## Texte cité
--

Réalisation Éric Rohmer
Scénario Éric Rohmer
Acteurs principaux
Sociétés de production Les Films du Losange
Compagnie Éric Rohmer
Canal+
Pays de production Drapeau de la France France
Genre Comédie dramatique
Durée 114 minutes
Sortie 1992

Série Contes des quatre saisons

Pour plus de détails, voir Fiche technique et Distribution.

Conte d'hiver est un film français réalisé par Éric Rohmer, sorti en 1992. Cette comédie dramatique sentimentale fait partie du cycle des Contes des quatre saisons, qui explore la complexité de l'amour à travers des personnages indécis.

--

## Travail demandé
a: Réécrivez sous forme de liste le paragraphe de l'extrait qui commence par « Conte d'hiver est un film », en conservant ses faits principaux.
b: Transcrivez fidèlement un passage de l'extrait : commencez aux mots qui contiennent « Série Contes des » et arrêtez-vous après « des personnages indécis. ».

## Lignes de données
--

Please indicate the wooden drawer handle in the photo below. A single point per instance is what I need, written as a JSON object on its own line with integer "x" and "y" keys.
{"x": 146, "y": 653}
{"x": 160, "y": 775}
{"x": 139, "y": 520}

--

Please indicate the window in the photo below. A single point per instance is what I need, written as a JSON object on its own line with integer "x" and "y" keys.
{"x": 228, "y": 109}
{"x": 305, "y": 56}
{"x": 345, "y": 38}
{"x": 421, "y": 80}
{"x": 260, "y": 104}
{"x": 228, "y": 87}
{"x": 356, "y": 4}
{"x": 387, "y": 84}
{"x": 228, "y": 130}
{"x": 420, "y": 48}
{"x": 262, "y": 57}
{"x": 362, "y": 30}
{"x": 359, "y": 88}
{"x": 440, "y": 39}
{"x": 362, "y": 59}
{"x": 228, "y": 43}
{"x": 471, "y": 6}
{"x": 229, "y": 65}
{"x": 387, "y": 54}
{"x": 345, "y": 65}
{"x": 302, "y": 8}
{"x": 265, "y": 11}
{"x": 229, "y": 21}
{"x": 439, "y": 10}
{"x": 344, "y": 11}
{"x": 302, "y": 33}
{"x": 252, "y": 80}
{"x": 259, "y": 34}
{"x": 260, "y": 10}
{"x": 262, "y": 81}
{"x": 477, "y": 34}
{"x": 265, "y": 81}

--

## Réponses
a:
- Conte d'hiver : film français réalisé par Éric Rohmer, sorti en 1992.
- Genre : comédie dramatique sentimentale.
- Appartient au cycle des Contes des quatre saisons, qui explore la complexité de l'amour à travers des personnages indécis.

b:
Série Contes des quatre saisons

Pour plus de détails, voir Fiche technique et Distribution.

Conte d'hiver est un film français réalisé par Éric Rohmer, sorti en 1992. Cette comédie dramatique sentimentale fait partie du cycle des Contes des quatre saisons, qui explore la complexité de l'amour à travers des personnages indécis.